TASK DATA:
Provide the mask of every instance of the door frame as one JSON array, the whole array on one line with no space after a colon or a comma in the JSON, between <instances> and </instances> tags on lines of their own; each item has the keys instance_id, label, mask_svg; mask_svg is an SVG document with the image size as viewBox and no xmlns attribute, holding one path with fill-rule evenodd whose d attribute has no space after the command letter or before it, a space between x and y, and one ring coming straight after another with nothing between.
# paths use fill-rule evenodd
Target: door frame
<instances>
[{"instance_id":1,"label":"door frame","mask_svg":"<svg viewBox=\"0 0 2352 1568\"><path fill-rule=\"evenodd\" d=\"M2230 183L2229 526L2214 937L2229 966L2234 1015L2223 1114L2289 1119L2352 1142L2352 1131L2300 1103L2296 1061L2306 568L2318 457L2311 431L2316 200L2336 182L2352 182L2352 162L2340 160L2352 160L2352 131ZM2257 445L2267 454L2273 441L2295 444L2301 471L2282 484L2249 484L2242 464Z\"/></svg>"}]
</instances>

PROBLEM DESCRIPTION:
Please output the full listing one more time, exactly.

OUTPUT OF THE EXERCISE:
Provide the mask of every instance of the door frame as one JSON array, the whole array on one line with no space after a colon or a comma in the JSON, between <instances> and </instances> tags on lines of their own; each item has the keys instance_id, label, mask_svg; mask_svg is an SVG document with the image size as viewBox and no xmlns attribute, holding one path with fill-rule evenodd whose d attribute has no space after the command letter or before it, a space between x and y, and one ring coming straight after another with nothing between.
# paths use fill-rule evenodd
Target: door frame
<instances>
[{"instance_id":1,"label":"door frame","mask_svg":"<svg viewBox=\"0 0 2352 1568\"><path fill-rule=\"evenodd\" d=\"M2230 183L2229 526L2214 937L2229 966L2234 1015L2223 1114L2289 1119L2352 1142L2352 1131L2300 1103L2296 1061L2306 568L2318 457L2311 431L2316 200L2336 182L2352 182L2352 162L2340 160L2352 160L2352 131ZM2257 445L2267 454L2273 441L2295 444L2301 471L2282 484L2249 484L2242 464Z\"/></svg>"}]
</instances>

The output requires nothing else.